Problem statement >> Rewrite all of the data below, replacing "drop a point" with "place a marker" wherever it occurs and keeping everything else unchanged. Omit the pictures from your answer.

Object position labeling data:
## Begin
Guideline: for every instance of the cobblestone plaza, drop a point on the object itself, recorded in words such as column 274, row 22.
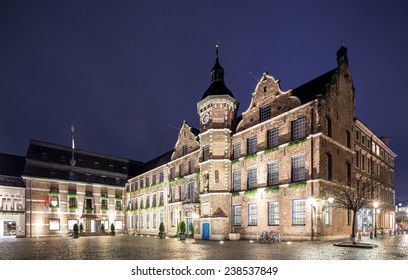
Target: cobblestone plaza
column 125, row 247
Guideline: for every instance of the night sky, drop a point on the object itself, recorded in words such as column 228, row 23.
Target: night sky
column 127, row 73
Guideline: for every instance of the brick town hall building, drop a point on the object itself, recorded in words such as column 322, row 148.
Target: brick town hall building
column 257, row 172
column 233, row 177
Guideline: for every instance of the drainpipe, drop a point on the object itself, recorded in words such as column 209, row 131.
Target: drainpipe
column 312, row 172
column 31, row 207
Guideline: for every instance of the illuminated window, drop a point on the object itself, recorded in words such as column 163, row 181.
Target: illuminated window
column 298, row 212
column 252, row 215
column 329, row 168
column 252, row 181
column 299, row 129
column 298, row 168
column 206, row 152
column 54, row 224
column 265, row 113
column 251, row 145
column 273, row 213
column 273, row 173
column 236, row 150
column 237, row 215
column 236, row 180
column 273, row 137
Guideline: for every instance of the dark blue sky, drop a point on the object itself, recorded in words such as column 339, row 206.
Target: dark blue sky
column 127, row 73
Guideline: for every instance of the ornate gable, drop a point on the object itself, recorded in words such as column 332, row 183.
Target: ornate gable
column 186, row 143
column 268, row 101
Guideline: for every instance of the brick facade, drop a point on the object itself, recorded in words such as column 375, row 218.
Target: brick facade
column 259, row 172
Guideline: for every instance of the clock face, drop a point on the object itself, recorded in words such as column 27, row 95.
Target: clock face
column 206, row 118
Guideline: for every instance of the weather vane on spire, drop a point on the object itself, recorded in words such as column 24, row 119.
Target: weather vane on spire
column 73, row 160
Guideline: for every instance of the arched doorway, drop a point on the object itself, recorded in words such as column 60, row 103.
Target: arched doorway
column 206, row 231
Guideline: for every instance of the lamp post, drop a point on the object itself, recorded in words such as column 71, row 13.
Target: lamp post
column 375, row 204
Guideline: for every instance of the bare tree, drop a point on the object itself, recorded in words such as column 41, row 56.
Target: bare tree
column 353, row 198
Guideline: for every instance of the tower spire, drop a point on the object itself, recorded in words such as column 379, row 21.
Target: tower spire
column 73, row 160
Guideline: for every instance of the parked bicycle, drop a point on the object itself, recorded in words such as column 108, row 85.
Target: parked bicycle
column 269, row 237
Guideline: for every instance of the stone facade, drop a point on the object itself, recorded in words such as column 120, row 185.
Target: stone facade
column 265, row 170
column 65, row 186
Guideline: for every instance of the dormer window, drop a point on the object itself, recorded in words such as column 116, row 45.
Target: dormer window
column 265, row 113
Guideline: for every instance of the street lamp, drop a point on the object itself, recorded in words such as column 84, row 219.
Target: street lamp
column 375, row 204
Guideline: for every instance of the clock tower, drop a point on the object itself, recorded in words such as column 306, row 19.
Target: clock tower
column 217, row 110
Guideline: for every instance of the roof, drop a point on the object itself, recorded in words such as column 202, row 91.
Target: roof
column 217, row 88
column 46, row 160
column 310, row 90
column 159, row 161
column 219, row 213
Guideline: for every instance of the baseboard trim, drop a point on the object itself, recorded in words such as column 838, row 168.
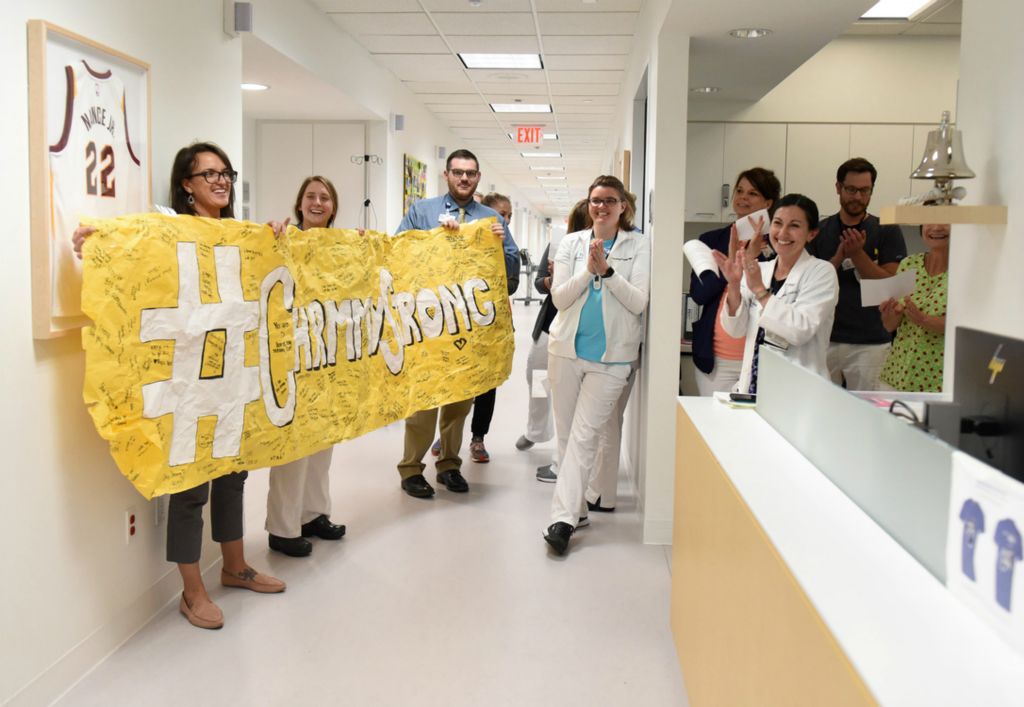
## End
Answer for this exercise >>
Guideline: for every instance of the cobblestone plaza, place a marker on the object itself, recorded in words such as column 274, row 22.
Target: cobblestone plaza
column 125, row 247
Guideline: for every instance of the night sky, place a marker on the object itself, recorded in words such as column 228, row 23.
Target: night sky
column 127, row 73
Guideline: for every instance of the brick town hall building, place a marker on the object itself, recorded in words such as column 322, row 148.
Target: brick town hall building
column 257, row 172
column 233, row 177
Guideline: for every instance of the drainpipe, place a marker on the object itself, recorded in words such as column 209, row 131.
Target: drainpipe
column 312, row 172
column 31, row 207
Guideline: for every instance of the illuminated window, place a marker on the object itself, recorded in words such as column 163, row 181.
Target: illuminated window
column 298, row 212
column 252, row 215
column 329, row 168
column 252, row 181
column 299, row 129
column 298, row 168
column 206, row 152
column 54, row 224
column 265, row 113
column 251, row 145
column 273, row 213
column 273, row 173
column 236, row 150
column 237, row 215
column 236, row 180
column 273, row 137
Guideline: for every instance of the dark blue sky, place a marker on the object itself, recorded in words such as column 339, row 206.
Target: dark blue sky
column 127, row 73
Guideline: for every instance of the ornate gable, place a marker on the object itself, recorded in words such as column 332, row 183.
Target: ornate gable
column 186, row 143
column 268, row 101
Guideline: for every instance of the brick facade, place a marker on the object itself, recorded in words such as column 375, row 218.
Target: brick facade
column 259, row 172
Guideline: for every instance of the clock face, place a marker on the object itself, recorded in words such as column 27, row 95.
Target: clock face
column 206, row 118
Guideline: for every instance of the weather vane on spire, place a marker on the object itself, recorded in words such as column 24, row 119.
Target: weather vane on spire
column 73, row 160
Guideline: for every instance of the arched doorway, place a marker on the object itself, recorded in words such as column 60, row 103.
Target: arched doorway
column 206, row 231
Guideline: for every instance of the lamp post, place a marker on the object itself, recorded in words such as column 71, row 13.
Target: lamp post
column 375, row 204
Guideline: for every instance of the bare tree, place a marker on the object itself, recorded in words such as column 41, row 56.
Target: bare tree
column 353, row 198
Guideline: for every instance of the tower spire, place a marker on the object itself, recorded in words such as column 379, row 21.
Target: tower spire
column 73, row 160
Guideline: for every instance of the parked bicycle, place a marker on the object itself, recorded in words such as column 108, row 85.
Target: parked bicycle
column 269, row 237
Guideline: for every instance of the stone facade, place a marker on the object itself, recorded in words such as column 120, row 185.
Target: stone facade
column 265, row 170
column 65, row 186
Guideline: for every instance of the dormer window, place a marker on the object itself, recorded in words such as column 116, row 45.
Target: dormer window
column 265, row 113
Guideline: for every instance of the street lamp, place a marker on the object itself, recorded in words such as column 84, row 219.
Target: street lamp
column 375, row 204
Guideline: for every instance of the clock tower, place a marker on the object itself, recorded in words such as column 306, row 19.
Target: clock tower
column 217, row 110
Guideline: for every instance of the roof, place a marker on the object itself, recorded in words such as column 202, row 91.
Target: roof
column 217, row 88
column 46, row 160
column 310, row 90
column 159, row 161
column 219, row 213
Guideline: for every instance of the baseboard trim, place a marker on the object itself, recorded in words such as column 838, row 168.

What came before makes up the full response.